Extracted data entries
>>>>

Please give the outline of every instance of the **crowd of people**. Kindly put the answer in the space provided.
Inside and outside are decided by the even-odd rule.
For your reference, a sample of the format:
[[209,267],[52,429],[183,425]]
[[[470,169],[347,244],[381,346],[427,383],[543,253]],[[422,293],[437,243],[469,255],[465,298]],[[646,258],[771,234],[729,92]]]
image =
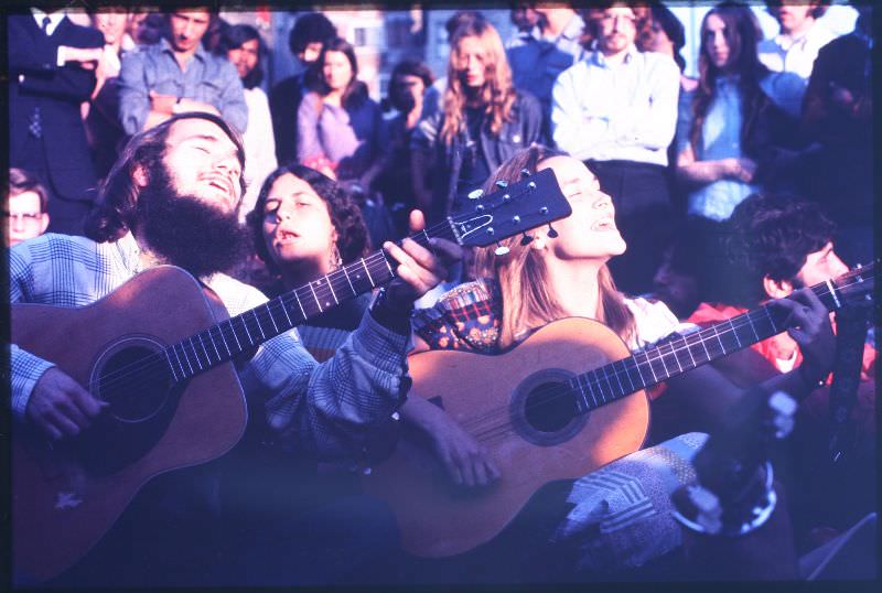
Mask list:
[[[9,17],[10,303],[80,306],[171,263],[237,315],[315,295],[320,278],[337,301],[341,270],[356,292],[346,267],[369,277],[375,249],[396,271],[373,298],[325,310],[315,295],[321,314],[238,365],[241,441],[152,479],[52,584],[723,578],[687,553],[670,495],[751,389],[799,408],[775,453],[777,520],[753,543],[768,553],[720,551],[743,557],[742,578],[805,576],[797,557],[874,510],[874,332],[831,465],[836,323],[811,290],[873,259],[871,7],[837,37],[827,3],[770,1],[781,29],[763,39],[725,0],[701,21],[691,78],[662,2],[514,4],[509,40],[456,12],[447,71],[402,60],[380,101],[321,12],[298,15],[295,74],[269,93],[279,50],[211,8],[103,7],[84,26],[34,1]],[[405,238],[544,170],[572,207],[553,227],[471,250]],[[445,479],[480,495],[512,476],[462,419],[408,393],[408,354],[503,355],[567,317],[645,352],[770,302],[782,333],[649,390],[646,449],[561,476],[456,557],[402,551],[394,514],[324,463],[363,457],[400,414]],[[45,438],[75,440],[106,413],[52,360],[12,344],[11,366],[13,418]]]

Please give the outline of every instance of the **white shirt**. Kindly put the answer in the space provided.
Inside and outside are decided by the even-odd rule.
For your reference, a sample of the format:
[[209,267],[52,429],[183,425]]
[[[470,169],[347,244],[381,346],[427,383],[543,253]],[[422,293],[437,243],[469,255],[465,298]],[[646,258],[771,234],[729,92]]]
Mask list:
[[610,65],[594,51],[558,76],[551,91],[555,143],[584,161],[666,166],[677,125],[680,71],[674,60],[633,45]]
[[243,134],[247,188],[239,208],[239,217],[243,219],[254,209],[263,180],[277,166],[276,137],[272,134],[272,117],[267,94],[260,87],[246,88],[245,104],[248,106],[248,127]]

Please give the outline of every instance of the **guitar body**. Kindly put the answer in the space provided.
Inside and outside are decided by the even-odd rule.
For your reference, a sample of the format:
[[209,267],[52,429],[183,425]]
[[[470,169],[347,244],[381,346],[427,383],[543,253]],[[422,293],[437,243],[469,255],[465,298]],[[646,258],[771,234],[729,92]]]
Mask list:
[[[84,439],[50,444],[35,430],[14,427],[17,581],[39,582],[63,572],[101,538],[148,479],[215,459],[239,440],[247,411],[232,363],[176,386],[161,373],[157,378],[129,371],[132,362],[225,319],[225,309],[183,270],[163,266],[87,306],[11,308],[14,344],[110,401]],[[165,358],[151,360],[155,370]],[[99,380],[101,375],[114,380]]]
[[487,488],[458,488],[424,434],[404,425],[391,457],[363,479],[368,494],[390,504],[404,548],[426,558],[467,551],[502,531],[541,485],[637,451],[649,427],[645,391],[585,414],[571,413],[570,398],[548,397],[553,386],[628,354],[609,327],[571,317],[497,356],[411,356],[410,397],[440,405],[486,448],[502,477]]

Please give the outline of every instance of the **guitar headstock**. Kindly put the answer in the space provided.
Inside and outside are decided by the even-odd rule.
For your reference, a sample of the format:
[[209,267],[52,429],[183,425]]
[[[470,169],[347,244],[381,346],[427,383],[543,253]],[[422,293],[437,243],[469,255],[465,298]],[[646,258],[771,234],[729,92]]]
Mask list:
[[572,214],[551,169],[510,184],[497,184],[491,194],[470,194],[472,212],[451,216],[456,239],[464,247],[485,247]]
[[875,261],[867,266],[857,265],[838,277],[833,284],[839,293],[840,300],[848,304],[870,303],[873,300],[873,289],[875,287]]

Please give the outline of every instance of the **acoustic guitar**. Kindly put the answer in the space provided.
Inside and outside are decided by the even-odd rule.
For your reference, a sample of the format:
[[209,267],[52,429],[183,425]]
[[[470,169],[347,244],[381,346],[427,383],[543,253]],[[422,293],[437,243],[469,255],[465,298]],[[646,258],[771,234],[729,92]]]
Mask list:
[[[869,298],[872,273],[871,265],[811,290],[835,310]],[[410,397],[443,408],[502,476],[484,488],[455,486],[424,433],[404,423],[390,457],[362,483],[390,504],[408,552],[465,552],[496,536],[541,485],[637,451],[649,422],[646,388],[783,332],[786,316],[766,305],[635,354],[605,325],[581,317],[550,323],[496,356],[416,354]]]
[[[551,170],[525,177],[473,194],[473,212],[411,238],[429,249],[433,237],[486,246],[570,215]],[[144,271],[87,306],[12,305],[12,343],[109,403],[93,428],[69,441],[14,427],[15,581],[41,582],[73,565],[151,477],[232,449],[247,420],[233,360],[391,280],[394,266],[379,250],[232,319],[170,266]]]

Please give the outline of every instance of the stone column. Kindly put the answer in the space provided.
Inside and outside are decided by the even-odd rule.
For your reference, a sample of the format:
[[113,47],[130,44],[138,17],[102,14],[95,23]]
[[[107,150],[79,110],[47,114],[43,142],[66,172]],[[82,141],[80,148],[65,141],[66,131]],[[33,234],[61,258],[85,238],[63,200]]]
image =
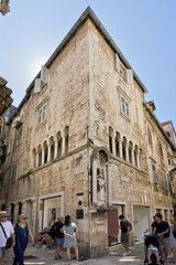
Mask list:
[[56,137],[56,138],[54,138],[54,159],[57,158],[57,153],[58,153],[58,140]]
[[108,200],[109,205],[112,205],[112,183],[111,183],[111,160],[108,162]]
[[44,165],[45,161],[45,149],[42,147],[42,165]]
[[92,160],[92,204],[97,204],[97,159]]
[[129,144],[125,145],[125,160],[129,162]]
[[123,155],[122,155],[122,139],[119,138],[119,157],[122,159]]
[[48,146],[47,146],[47,162],[51,161],[51,142],[48,142]]
[[112,134],[112,155],[116,156],[116,134]]
[[36,152],[36,168],[38,167],[38,161],[40,161],[40,155]]

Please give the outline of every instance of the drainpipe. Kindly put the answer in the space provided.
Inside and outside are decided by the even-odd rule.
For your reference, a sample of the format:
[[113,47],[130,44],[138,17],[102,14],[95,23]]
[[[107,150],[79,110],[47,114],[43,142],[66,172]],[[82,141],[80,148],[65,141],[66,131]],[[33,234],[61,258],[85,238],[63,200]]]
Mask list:
[[[11,157],[10,157],[9,174],[8,174],[8,179],[7,179],[7,192],[6,192],[6,202],[4,202],[4,209],[6,209],[6,210],[7,210],[7,205],[8,205],[9,182],[10,182],[10,177],[11,177],[11,168],[12,168],[14,146],[15,146],[15,138],[16,138],[16,126],[13,127],[13,128],[14,128],[14,137],[13,137],[12,151],[11,151]],[[13,128],[12,128],[12,129],[13,129]]]

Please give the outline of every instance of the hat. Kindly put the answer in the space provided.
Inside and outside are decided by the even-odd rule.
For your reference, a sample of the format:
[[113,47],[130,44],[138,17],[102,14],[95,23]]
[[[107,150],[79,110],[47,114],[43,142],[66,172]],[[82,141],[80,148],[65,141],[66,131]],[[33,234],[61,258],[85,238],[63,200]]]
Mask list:
[[28,219],[28,216],[24,213],[21,213],[18,219]]
[[0,211],[0,216],[8,216],[9,214],[6,211]]

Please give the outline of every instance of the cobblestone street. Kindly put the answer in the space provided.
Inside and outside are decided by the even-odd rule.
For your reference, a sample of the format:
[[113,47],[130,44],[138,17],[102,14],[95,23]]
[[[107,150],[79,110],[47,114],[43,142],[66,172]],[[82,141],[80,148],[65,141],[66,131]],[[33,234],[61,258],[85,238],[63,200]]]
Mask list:
[[[87,264],[87,265],[143,265],[144,264],[144,246],[143,243],[136,244],[135,246],[131,247],[131,254],[129,256],[123,257],[122,256],[123,248],[120,245],[118,247],[118,252],[111,252],[109,254],[103,255],[102,257],[98,258],[89,258],[82,262],[79,262],[78,264]],[[63,259],[55,261],[55,250],[46,250],[45,247],[37,248],[37,246],[29,245],[26,252],[25,252],[25,265],[65,265],[69,264],[66,257],[66,253],[63,251],[62,253]],[[74,258],[75,255],[73,255]],[[4,258],[6,265],[12,265],[12,257],[13,252],[12,250],[9,251],[7,254],[7,257]],[[72,265],[77,264],[74,262],[74,259],[70,263]],[[176,264],[176,254],[174,258],[169,258],[170,265]]]

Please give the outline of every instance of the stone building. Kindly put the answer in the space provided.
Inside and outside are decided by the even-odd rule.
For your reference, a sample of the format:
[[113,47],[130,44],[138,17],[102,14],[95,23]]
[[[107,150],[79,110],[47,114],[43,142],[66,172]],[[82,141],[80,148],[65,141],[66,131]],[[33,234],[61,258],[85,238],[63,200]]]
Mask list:
[[6,159],[6,112],[11,106],[13,99],[11,98],[12,91],[7,86],[8,82],[0,76],[0,173],[2,171],[2,163]]
[[9,121],[0,203],[8,191],[8,211],[13,218],[25,212],[33,232],[48,225],[53,208],[70,214],[80,252],[89,256],[119,243],[121,213],[133,239],[155,212],[172,215],[176,186],[167,152],[175,146],[146,92],[88,8]]

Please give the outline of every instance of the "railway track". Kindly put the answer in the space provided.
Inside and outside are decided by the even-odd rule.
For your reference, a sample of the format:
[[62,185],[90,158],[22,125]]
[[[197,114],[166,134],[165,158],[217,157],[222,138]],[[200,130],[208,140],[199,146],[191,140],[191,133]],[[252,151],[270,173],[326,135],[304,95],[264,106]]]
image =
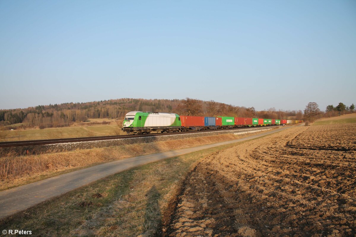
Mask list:
[[[279,126],[272,125],[273,126]],[[268,126],[268,127],[271,126]],[[264,127],[267,127],[267,126]],[[81,141],[100,141],[100,140],[111,140],[115,139],[124,139],[124,138],[142,138],[145,137],[158,136],[167,135],[174,135],[198,133],[206,133],[211,131],[228,131],[244,129],[256,128],[257,127],[249,127],[248,128],[230,128],[222,130],[205,130],[204,131],[194,131],[188,132],[178,132],[163,133],[153,133],[142,135],[133,134],[131,135],[118,135],[116,136],[102,136],[88,137],[85,138],[62,138],[58,139],[46,139],[43,140],[32,140],[31,141],[6,141],[0,142],[0,148],[8,147],[14,146],[38,146],[49,144],[58,143],[66,143],[67,142],[75,142]]]

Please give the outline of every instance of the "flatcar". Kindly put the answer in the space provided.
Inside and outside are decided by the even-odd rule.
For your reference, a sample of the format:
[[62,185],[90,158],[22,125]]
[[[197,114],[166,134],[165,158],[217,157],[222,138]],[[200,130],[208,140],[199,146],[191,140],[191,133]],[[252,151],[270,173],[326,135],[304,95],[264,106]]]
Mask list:
[[173,113],[131,111],[125,116],[122,129],[128,134],[142,134],[152,131],[163,133],[220,129],[295,124],[303,122],[300,120],[256,118],[180,116]]

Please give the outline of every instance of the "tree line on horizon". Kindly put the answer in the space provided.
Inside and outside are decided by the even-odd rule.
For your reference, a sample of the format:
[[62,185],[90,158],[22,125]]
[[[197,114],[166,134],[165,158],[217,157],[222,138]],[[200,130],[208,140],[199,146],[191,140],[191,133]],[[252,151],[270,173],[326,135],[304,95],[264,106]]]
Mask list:
[[332,104],[328,105],[324,112],[320,110],[319,106],[316,102],[309,102],[304,110],[304,120],[313,122],[322,118],[330,118],[352,113],[355,109],[355,106],[354,104],[350,106],[347,106],[340,102],[335,107]]
[[184,99],[123,98],[85,103],[38,105],[25,109],[0,110],[0,125],[22,123],[22,127],[40,128],[67,126],[90,119],[123,119],[131,111],[175,113],[191,116],[231,116],[302,119],[301,111],[256,111],[255,108],[187,98]]

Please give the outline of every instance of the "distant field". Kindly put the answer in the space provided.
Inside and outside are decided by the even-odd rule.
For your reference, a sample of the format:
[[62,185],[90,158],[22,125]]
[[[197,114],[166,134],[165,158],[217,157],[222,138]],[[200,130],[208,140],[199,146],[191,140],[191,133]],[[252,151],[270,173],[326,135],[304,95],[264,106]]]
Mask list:
[[[93,120],[88,123],[74,124],[70,127],[40,129],[28,128],[13,130],[0,131],[0,141],[38,140],[56,138],[110,136],[126,134],[121,131],[114,119],[106,120],[110,122],[108,125],[91,125]],[[101,122],[101,119],[98,122]],[[16,126],[18,125],[14,124]]]
[[[348,115],[349,115],[348,114]],[[355,116],[356,117],[356,116]],[[340,118],[339,117],[336,117],[336,118]],[[340,123],[356,123],[356,117],[355,118],[347,118],[338,119],[329,119],[328,120],[324,120],[318,121],[315,122],[313,124],[313,125],[326,125],[328,124],[335,124]]]

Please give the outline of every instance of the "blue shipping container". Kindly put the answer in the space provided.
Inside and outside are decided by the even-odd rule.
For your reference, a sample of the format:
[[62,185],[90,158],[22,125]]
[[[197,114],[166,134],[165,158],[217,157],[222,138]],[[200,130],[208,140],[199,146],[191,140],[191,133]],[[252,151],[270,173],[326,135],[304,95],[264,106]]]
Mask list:
[[215,126],[215,117],[205,117],[204,118],[204,126]]

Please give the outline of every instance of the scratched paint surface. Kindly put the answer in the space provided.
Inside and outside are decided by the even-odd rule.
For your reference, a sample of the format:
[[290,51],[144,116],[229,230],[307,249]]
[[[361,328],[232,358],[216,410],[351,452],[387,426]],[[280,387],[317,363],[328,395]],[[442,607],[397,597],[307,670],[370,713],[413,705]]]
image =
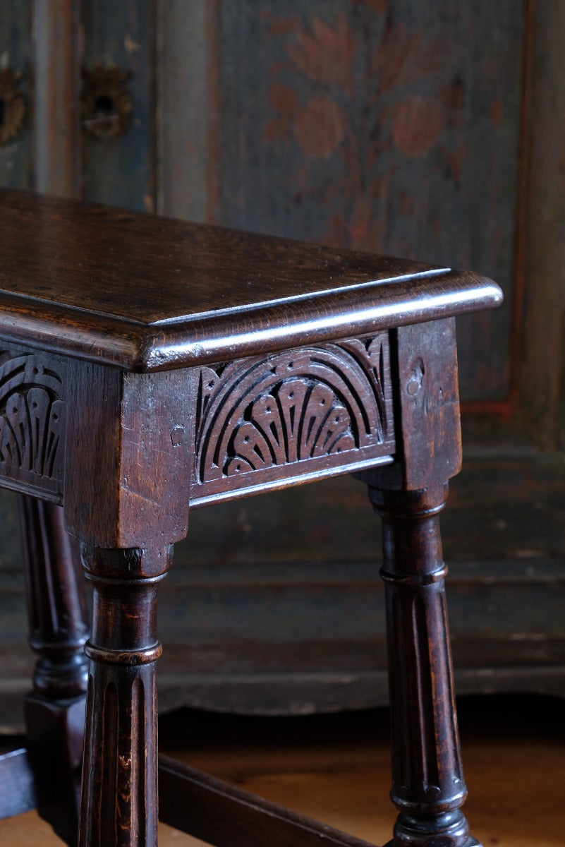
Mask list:
[[[0,0],[0,71],[21,75],[18,91],[25,100],[26,116],[18,135],[0,147],[0,185],[30,188],[31,131],[30,111],[32,78],[31,3],[30,0]],[[2,119],[4,119],[3,109]]]
[[472,268],[462,396],[507,390],[521,97],[512,0],[246,0],[218,20],[222,223]]

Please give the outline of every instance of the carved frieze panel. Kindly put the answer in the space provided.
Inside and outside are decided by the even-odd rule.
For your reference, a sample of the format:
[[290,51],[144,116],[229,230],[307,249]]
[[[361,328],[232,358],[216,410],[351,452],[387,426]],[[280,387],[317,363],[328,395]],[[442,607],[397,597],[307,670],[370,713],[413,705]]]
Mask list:
[[0,349],[0,470],[25,486],[60,493],[64,383],[62,363]]
[[196,497],[393,451],[387,334],[202,368],[197,379]]

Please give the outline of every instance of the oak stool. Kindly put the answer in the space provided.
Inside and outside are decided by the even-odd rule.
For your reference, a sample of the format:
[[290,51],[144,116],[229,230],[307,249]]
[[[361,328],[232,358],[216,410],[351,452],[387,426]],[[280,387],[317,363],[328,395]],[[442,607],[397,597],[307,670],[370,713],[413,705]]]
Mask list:
[[22,495],[38,653],[28,740],[0,759],[0,813],[37,806],[73,844],[80,805],[81,847],[154,847],[159,770],[162,819],[220,847],[361,845],[171,760],[158,768],[156,730],[157,589],[189,510],[354,473],[384,523],[392,843],[476,844],[438,515],[461,460],[454,316],[496,306],[499,288],[74,201],[0,200],[0,484]]

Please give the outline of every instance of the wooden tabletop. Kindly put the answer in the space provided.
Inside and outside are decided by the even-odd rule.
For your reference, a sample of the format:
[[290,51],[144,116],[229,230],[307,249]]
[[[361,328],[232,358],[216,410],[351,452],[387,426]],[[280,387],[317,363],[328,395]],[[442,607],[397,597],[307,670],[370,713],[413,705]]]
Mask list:
[[497,305],[475,274],[0,190],[0,335],[151,371]]

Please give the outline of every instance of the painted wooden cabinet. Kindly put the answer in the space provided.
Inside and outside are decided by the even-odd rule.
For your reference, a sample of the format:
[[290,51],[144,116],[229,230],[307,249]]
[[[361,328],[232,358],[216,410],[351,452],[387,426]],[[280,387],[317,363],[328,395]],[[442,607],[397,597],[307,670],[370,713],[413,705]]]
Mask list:
[[[0,183],[502,286],[502,309],[458,324],[466,462],[444,534],[460,691],[565,695],[564,48],[565,10],[540,0],[0,0]],[[222,507],[221,534],[194,515],[162,592],[164,706],[386,699],[365,496],[343,479]],[[0,690],[17,693],[30,660],[2,507]]]

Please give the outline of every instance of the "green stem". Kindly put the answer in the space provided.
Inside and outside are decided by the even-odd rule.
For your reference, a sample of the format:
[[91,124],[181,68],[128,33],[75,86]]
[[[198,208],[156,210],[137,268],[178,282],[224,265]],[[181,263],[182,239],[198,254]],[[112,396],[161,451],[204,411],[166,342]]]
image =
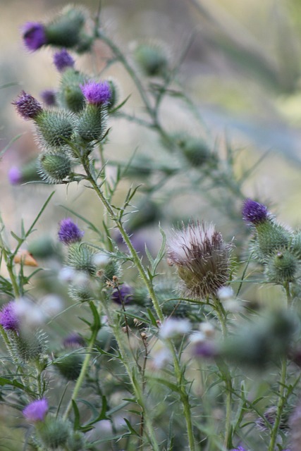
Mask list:
[[[287,299],[287,308],[290,307],[291,295],[290,290],[290,284],[286,282],[283,284],[283,288],[285,291]],[[285,357],[283,357],[281,361],[281,370],[279,381],[279,398],[277,404],[277,411],[275,421],[273,426],[273,429],[271,434],[271,440],[269,446],[268,451],[274,451],[276,441],[278,433],[280,422],[281,421],[281,416],[283,410],[283,407],[286,400],[286,372],[287,372],[288,362]]]
[[102,192],[102,190],[99,188],[99,187],[97,185],[97,183],[94,180],[94,178],[92,177],[91,172],[90,171],[89,168],[89,165],[87,162],[83,161],[82,164],[84,166],[85,170],[86,171],[87,173],[87,180],[91,183],[91,185],[92,185],[96,194],[97,194],[97,196],[99,197],[100,200],[102,201],[104,206],[106,208],[109,216],[110,216],[111,219],[115,223],[115,224],[116,225],[122,237],[123,238],[123,240],[125,243],[125,245],[128,247],[128,250],[130,252],[131,257],[132,257],[132,259],[133,259],[133,264],[135,265],[142,279],[143,280],[144,283],[145,283],[147,290],[149,291],[149,296],[151,297],[151,299],[152,301],[153,305],[154,305],[154,308],[156,310],[156,313],[158,316],[159,319],[162,321],[164,320],[164,316],[163,316],[163,313],[162,311],[160,308],[160,305],[159,304],[159,301],[156,298],[156,293],[154,292],[154,287],[152,285],[152,283],[151,282],[151,280],[149,280],[149,278],[147,276],[147,273],[145,269],[145,268],[143,267],[140,259],[139,258],[138,255],[137,254],[137,252],[135,249],[135,247],[133,247],[133,245],[132,245],[132,242],[130,240],[130,237],[128,236],[128,235],[127,234],[127,233],[125,232],[125,230],[124,230],[122,223],[121,222],[121,221],[119,221],[118,218],[116,216],[116,215],[115,214],[112,207],[111,206],[109,202],[108,202],[108,200],[106,199],[106,198],[105,197],[105,196],[104,195],[104,193]]
[[279,381],[279,400],[277,404],[277,411],[273,429],[271,434],[271,440],[268,451],[274,451],[276,440],[277,439],[278,432],[281,420],[282,412],[285,403],[285,381],[286,381],[286,358],[283,357],[281,362],[281,373]]
[[97,328],[94,328],[93,329],[92,335],[91,335],[91,338],[90,340],[90,343],[89,343],[89,346],[87,349],[86,351],[86,354],[85,357],[85,359],[84,362],[82,363],[82,366],[80,370],[80,376],[78,378],[78,380],[76,381],[75,385],[73,389],[73,393],[72,394],[71,398],[69,401],[69,403],[66,407],[66,409],[65,411],[65,413],[63,414],[63,419],[66,419],[68,418],[68,416],[70,413],[70,411],[72,408],[72,402],[73,401],[75,401],[76,400],[76,398],[78,397],[78,393],[80,390],[80,388],[82,385],[82,383],[84,382],[87,371],[88,370],[89,368],[89,364],[90,364],[90,361],[91,359],[91,354],[92,352],[92,350],[94,348],[94,344],[95,344],[95,341],[96,341],[96,338],[97,337],[97,333],[98,333],[99,329]]
[[[214,309],[216,312],[217,317],[221,327],[221,333],[223,338],[225,340],[228,335],[226,322],[226,311],[219,299],[214,299]],[[229,369],[226,365],[219,366],[219,369],[222,372],[225,378],[226,386],[226,419],[225,419],[225,438],[223,444],[225,448],[228,448],[232,446],[232,426],[231,426],[231,413],[232,413],[232,378]]]

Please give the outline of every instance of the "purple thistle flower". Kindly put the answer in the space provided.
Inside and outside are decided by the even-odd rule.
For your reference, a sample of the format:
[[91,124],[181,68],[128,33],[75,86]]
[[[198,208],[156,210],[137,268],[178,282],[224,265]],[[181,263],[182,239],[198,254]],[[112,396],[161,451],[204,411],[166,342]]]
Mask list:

<<<<

== Direction ==
Please copy the records word for word, starting at the line that contains "Please give the outline of every instance of the carved" and ending after the line that contains "[[0,349],[0,470],[25,486],[60,493],[64,383],[62,363]]".

== Expected answer ==
Please give the outline of every instance of the carved frieze panel. Kindly put the answer in the space provided.
Inside and outside are decided by the even-odd rule.
For your reference, a sample of the format:
[[290,51],[144,116],[229,230],[307,249]]
[[[361,328],[232,358],[216,410],[351,452],[387,426]],[[280,387],[317,363],[328,395]],[[442,607],[397,597],[307,670],[370,713],[413,705]]]
Mask list:
[[0,349],[0,470],[25,486],[60,493],[64,383],[62,363]]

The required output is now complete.